### Page text
----
Monday, March 19, 2012

REVIEW: Review of TURBIDITY concert, East Bandung, Indonesia, 9 October 2011

UJUNG BERUNG DEATH-METAL: Bobby Rock BLEEDING CORPSE, Dada Rosadeath TURBIDITY, Daniel Turbiyem TURBIDITY, Jack Frost BUSUK WEBZINE, Mamy TURBIDITY, Casper TURBIDITY manager, Deathstar Tattoo, Bandung, 10 October 2011
Review of TURBIDITY concert, East Bandung, Indonesia, 9 October 2011
By Jack Frost, 20 March 2012
My rating: 85%, TURBIDITY was great but show lacked some atmosphere as the venue was too large

At 4.00pm on Sunday, Bobby, Popo, and I headed for East Bandung to attend a rock show to be headlined by the young, first-rate death-slammers TURBIDITY. It was a 45-minute drive from the northern suburbs of Bandung out through to the residential areas near Ujung Berung and then to the border with the countryside. As we headed into the residential or the suburban areas the roads narrowed, buildings became closer together, the graffiti on walls became more prominent, and the traffic began to thin out. Popo told me that this was near to Ujung Berung, that near mythical working-class locality, much like California’s East Bay for legendary punks RANCID, where the first metal bands developed and a supportive but demanding metal brotherhood emerged. In Ujung Berung the older metal bands have always mentored the younger bands and pushed the younger bands towards excellence. Popo states that she knew Man JASAD within the metal community of Ujung Berung before she even became a death-metal vocalist.
The neighbourhoods we went through were not completely poor – here and there we saw what were obviously higher status houses and apartments but these too lacked arrogance and pretension. The area has a harmony and cohesion, even in the midst of apparent chaos, a statement which could even apply to Indonesia as a whole where everything and everyone appears to be in perpetual motion but where social behaviour still remains highly regulated and controlled.
We eventually reached a road where, to cite RANCID again from the 2009 song “Disconnected”, “the city was on the left and the country was on the right”. Heading towards the show this lyric actually reversed itself as the rice-fields, in the shadow of the mountain and perhaps less than a kilometre away and shrouded by eternal grey cloud, were on the left and the houses of East Bandung were on the right. The ancient rice-fields on the left, a sight which must have remained unchanged for generations, were interspersed with modern-looking petrol stations with their MNC brand-name logos prominently displayed. Such are the contradictions of Indonesia.
As soon as we had reached the rice-fields, 500 metres or a kilometre ahead on the right, around a bend in the road as it curve rightwards, was the music venue and its large compound. It was hard to be sure what the music venue was primarily designed for. Certainly the parking area compound was very spacious and there was a long internal entrance road after you entered the front gates.
----
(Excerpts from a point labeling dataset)
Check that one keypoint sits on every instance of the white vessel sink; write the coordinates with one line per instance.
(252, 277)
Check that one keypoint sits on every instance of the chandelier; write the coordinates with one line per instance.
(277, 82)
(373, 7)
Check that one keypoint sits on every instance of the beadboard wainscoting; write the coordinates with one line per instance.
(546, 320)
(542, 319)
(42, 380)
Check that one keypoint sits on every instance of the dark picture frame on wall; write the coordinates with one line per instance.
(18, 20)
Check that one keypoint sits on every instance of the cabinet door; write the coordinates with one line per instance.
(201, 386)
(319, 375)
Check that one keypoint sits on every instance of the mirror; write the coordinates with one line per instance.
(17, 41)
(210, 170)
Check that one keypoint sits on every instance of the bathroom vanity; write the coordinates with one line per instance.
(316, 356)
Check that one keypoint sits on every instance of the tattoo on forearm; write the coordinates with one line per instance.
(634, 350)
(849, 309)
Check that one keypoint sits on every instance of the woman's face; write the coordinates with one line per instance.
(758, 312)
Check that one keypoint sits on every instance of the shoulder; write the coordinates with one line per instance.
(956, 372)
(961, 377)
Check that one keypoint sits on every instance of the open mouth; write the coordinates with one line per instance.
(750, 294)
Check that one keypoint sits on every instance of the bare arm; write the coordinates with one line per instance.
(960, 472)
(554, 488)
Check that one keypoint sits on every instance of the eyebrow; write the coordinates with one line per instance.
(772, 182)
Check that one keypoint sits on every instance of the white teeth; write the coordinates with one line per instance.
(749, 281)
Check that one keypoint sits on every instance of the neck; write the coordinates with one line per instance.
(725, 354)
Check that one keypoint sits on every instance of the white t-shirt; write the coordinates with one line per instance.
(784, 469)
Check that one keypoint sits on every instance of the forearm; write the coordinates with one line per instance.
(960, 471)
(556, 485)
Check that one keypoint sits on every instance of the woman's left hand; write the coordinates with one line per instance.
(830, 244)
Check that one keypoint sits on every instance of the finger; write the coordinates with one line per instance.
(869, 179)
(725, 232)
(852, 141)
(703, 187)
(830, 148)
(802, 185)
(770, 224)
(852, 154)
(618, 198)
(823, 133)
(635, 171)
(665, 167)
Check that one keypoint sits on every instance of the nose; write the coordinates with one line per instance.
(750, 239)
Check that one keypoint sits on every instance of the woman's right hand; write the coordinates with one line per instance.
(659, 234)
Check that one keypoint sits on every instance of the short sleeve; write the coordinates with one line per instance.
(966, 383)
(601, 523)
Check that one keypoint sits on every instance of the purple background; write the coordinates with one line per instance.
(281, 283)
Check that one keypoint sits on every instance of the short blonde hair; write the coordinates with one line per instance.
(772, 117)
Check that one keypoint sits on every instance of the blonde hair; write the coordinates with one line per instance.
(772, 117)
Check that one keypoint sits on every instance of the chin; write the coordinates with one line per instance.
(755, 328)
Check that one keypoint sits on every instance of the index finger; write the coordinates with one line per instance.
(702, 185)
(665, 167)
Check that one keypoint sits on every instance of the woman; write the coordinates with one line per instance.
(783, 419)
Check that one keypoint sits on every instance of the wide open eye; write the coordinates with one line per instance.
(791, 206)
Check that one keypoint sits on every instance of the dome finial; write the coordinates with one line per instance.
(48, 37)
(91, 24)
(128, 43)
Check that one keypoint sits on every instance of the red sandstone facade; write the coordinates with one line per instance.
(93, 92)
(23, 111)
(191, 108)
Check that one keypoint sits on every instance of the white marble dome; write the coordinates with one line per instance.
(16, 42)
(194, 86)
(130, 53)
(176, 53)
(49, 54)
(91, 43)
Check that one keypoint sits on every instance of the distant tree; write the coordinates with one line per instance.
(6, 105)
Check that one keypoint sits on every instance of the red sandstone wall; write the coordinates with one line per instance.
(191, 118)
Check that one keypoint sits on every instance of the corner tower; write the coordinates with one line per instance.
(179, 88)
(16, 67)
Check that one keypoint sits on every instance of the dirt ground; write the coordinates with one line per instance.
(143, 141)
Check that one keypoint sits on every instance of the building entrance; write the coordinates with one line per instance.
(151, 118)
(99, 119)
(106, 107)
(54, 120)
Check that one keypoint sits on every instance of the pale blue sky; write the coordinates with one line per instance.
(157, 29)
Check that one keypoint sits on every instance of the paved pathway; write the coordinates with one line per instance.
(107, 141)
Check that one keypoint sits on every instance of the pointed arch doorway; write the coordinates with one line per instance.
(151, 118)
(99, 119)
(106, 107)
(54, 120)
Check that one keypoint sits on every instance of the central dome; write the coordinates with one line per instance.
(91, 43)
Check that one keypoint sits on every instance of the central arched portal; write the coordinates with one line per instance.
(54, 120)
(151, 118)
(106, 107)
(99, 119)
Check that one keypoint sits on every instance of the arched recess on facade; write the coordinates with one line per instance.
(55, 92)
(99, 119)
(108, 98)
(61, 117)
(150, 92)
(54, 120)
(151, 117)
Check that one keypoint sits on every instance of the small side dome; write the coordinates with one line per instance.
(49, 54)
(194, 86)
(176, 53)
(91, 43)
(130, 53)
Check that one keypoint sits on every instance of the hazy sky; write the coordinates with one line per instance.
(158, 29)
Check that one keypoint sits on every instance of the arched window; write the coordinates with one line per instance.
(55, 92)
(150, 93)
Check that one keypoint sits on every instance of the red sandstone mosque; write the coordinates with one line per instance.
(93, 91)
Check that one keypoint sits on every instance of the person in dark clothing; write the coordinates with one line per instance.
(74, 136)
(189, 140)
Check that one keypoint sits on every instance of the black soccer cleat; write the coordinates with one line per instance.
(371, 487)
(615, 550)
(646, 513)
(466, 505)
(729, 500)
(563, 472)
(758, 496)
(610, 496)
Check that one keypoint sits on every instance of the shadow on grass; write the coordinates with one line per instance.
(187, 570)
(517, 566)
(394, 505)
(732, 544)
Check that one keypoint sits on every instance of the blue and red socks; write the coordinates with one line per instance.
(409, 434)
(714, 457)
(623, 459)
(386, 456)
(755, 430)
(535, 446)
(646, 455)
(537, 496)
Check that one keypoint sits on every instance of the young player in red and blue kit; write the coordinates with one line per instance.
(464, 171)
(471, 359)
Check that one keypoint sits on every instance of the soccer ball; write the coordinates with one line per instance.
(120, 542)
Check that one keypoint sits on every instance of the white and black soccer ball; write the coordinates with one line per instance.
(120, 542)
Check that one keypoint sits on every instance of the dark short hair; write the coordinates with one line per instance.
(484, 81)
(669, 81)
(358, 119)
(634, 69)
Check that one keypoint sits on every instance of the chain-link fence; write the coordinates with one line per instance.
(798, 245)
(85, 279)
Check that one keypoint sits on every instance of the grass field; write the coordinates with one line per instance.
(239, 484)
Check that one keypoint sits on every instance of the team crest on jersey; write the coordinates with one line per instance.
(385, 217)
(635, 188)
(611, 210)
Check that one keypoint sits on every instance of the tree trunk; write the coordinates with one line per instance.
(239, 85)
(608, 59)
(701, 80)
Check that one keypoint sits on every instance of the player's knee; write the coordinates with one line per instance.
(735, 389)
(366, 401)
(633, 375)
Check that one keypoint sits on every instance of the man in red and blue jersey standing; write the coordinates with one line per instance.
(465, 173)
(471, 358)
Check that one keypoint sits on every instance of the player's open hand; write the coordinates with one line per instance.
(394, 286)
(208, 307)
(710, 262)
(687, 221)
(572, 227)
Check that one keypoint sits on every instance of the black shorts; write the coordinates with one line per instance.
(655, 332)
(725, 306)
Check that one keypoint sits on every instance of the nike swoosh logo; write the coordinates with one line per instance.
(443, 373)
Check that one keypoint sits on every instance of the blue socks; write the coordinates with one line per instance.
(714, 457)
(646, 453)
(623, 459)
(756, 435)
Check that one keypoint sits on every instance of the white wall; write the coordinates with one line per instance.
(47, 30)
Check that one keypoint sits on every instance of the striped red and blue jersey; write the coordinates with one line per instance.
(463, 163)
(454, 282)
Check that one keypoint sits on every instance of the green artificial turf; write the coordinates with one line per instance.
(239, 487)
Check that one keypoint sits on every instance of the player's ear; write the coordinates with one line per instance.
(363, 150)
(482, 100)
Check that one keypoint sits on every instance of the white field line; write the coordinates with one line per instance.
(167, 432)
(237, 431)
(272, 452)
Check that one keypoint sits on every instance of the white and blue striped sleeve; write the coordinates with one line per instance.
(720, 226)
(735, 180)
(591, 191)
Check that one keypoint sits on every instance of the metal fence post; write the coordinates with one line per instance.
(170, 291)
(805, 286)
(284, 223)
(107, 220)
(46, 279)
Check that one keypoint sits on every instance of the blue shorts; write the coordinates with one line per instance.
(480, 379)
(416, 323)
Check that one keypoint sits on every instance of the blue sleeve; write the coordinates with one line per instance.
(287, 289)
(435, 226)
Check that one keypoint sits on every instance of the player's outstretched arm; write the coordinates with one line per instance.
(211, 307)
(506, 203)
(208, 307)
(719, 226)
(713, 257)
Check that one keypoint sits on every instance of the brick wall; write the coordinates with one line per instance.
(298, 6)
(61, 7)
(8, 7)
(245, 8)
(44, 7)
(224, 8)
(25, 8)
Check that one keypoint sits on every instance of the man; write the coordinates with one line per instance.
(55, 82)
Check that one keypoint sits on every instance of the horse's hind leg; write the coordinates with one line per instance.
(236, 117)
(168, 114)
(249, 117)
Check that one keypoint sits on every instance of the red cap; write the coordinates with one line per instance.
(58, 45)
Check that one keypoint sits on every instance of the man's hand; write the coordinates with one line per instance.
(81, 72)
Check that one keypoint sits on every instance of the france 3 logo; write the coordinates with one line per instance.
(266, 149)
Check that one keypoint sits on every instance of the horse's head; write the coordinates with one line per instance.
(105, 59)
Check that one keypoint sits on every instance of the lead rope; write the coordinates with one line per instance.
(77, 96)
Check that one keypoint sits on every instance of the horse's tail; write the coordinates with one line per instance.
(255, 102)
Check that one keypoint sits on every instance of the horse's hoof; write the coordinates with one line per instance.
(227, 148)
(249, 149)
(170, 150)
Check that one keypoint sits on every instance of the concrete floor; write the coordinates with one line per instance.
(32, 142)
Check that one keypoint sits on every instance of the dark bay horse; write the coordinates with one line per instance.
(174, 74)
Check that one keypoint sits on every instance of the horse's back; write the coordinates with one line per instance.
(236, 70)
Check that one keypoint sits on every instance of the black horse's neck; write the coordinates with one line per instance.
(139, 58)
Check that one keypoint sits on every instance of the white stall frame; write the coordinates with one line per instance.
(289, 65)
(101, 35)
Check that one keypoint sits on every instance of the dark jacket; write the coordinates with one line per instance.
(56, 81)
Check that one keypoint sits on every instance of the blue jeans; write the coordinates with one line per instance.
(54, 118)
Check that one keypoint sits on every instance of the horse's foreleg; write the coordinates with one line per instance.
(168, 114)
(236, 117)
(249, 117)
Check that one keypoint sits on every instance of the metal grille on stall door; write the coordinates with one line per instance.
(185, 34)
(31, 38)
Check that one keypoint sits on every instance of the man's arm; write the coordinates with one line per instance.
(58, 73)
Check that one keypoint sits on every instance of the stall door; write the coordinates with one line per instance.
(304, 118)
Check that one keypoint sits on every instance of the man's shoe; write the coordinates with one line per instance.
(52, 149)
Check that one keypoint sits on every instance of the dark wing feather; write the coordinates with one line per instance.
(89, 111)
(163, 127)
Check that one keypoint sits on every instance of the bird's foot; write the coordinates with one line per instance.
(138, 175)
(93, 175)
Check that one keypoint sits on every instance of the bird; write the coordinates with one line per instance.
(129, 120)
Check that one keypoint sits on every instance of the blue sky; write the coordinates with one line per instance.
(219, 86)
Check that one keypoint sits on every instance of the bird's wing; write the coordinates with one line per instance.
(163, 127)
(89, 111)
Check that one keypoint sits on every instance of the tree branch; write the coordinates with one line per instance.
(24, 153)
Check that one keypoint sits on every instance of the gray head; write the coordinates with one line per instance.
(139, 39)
----
Write the next paragraph of the TURBIDITY concert review, starting right after its final sentence.

### Answer to this task
The music venue was a large hall, much larger than the Cibinong venue and perhaps 50 metres long and 15 metres wide or even 60 metres long and 20 metres wide. The roof was raised very high and in one corner there was a staircase leading up to a balcony. The balcony stretched along the entire back wall and was around ten metres deep. We exited the car to see all of the metal community of Bandung, or so it appeared, relaxing on a low brick wall running parallel to a side wall of the building. There was a line of around fifteen metalheads seated on the low brick wall, holding court as it were, with others sitting on the ground and crouching in front of them. The seated metalheads were smoking, passing around bottles of traditional wine, and staring peacefully out over the sea of parked motorcycles inside the compound to the mist-shrouded mountain beyond. Bobby, Popo, and I (Daniel may have been with us as well) enthusiastically greeted the seated metalheads.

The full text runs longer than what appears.